__PETUNJUK SOAL__. Cetak ulang baris-baris daftar di bawah tanpa mengubah apa pun, mulai dari baris yang memuat "Reviewer note: check that every instance of the man's leg" sampai baris terakhir daftar, keduanya ikut dicetak.

Label Titik Objek
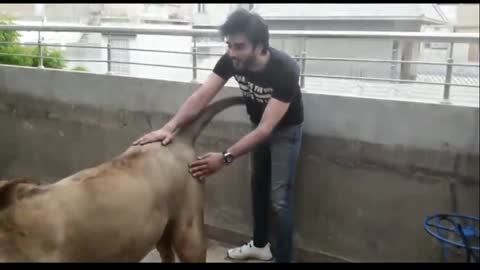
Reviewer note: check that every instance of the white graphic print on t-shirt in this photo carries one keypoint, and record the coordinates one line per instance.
(253, 91)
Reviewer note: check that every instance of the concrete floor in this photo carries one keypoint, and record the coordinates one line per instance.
(216, 253)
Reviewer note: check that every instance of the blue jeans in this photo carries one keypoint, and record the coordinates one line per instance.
(273, 169)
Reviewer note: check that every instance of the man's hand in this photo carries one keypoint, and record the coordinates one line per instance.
(164, 135)
(206, 165)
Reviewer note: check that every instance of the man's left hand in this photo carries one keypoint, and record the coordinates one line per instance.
(206, 165)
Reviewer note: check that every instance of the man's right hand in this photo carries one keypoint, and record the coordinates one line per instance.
(164, 135)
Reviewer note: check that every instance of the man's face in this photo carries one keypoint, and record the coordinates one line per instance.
(242, 52)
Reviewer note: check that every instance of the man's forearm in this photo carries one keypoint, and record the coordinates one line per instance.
(245, 144)
(187, 112)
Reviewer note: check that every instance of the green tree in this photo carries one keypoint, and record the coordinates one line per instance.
(28, 56)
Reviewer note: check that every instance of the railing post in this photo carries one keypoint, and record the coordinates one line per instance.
(40, 51)
(109, 55)
(448, 76)
(194, 60)
(303, 68)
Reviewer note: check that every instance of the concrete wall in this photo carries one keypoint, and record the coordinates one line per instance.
(370, 170)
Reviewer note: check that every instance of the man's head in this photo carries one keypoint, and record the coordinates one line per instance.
(247, 38)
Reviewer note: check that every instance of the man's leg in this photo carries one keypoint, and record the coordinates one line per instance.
(285, 148)
(260, 181)
(258, 248)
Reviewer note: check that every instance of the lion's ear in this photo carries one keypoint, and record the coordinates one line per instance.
(8, 190)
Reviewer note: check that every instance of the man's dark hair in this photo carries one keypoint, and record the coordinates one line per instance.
(251, 25)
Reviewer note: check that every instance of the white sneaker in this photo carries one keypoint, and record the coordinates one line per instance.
(249, 251)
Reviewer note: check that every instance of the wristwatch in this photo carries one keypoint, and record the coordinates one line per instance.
(227, 157)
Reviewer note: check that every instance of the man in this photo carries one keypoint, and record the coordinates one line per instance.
(268, 79)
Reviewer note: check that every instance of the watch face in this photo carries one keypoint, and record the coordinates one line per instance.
(228, 158)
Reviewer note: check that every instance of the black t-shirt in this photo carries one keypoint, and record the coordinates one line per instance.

__JAWABAN AKHIR__.
Reviewer note: check that every instance of the man's leg in this photo carries one keypoint, and record the coordinates one line per instance.
(285, 148)
(260, 181)
(258, 248)
Reviewer note: check that every instance of the lion's ear in this photo carries one keypoint, and record the coordinates one line per instance.
(8, 190)
Reviewer note: check that every instance of the man's dark hair in this photo carries one keypoint, and record the coordinates one line per instance.
(251, 25)
Reviewer note: check that every instance of the white sneaker in this photo carries one keypoint, and record the coordinates one line per instance.
(249, 251)
Reviewer note: check that every instance of the wristwatch in this photo carries one keypoint, and record the coordinates one line per instance.
(227, 157)
Reviewer note: check that every instance of the man in this photo carries one keypoint, and record the coordinates one line per instance.
(268, 79)
Reviewer note: check that every instance of the watch face in this photo carries one keypoint, and record the coordinates one line per instance.
(228, 158)
Reviewer note: check that every instance of the black t-shirt in this photo carries one keypoint, and record the coordinates one line per instance.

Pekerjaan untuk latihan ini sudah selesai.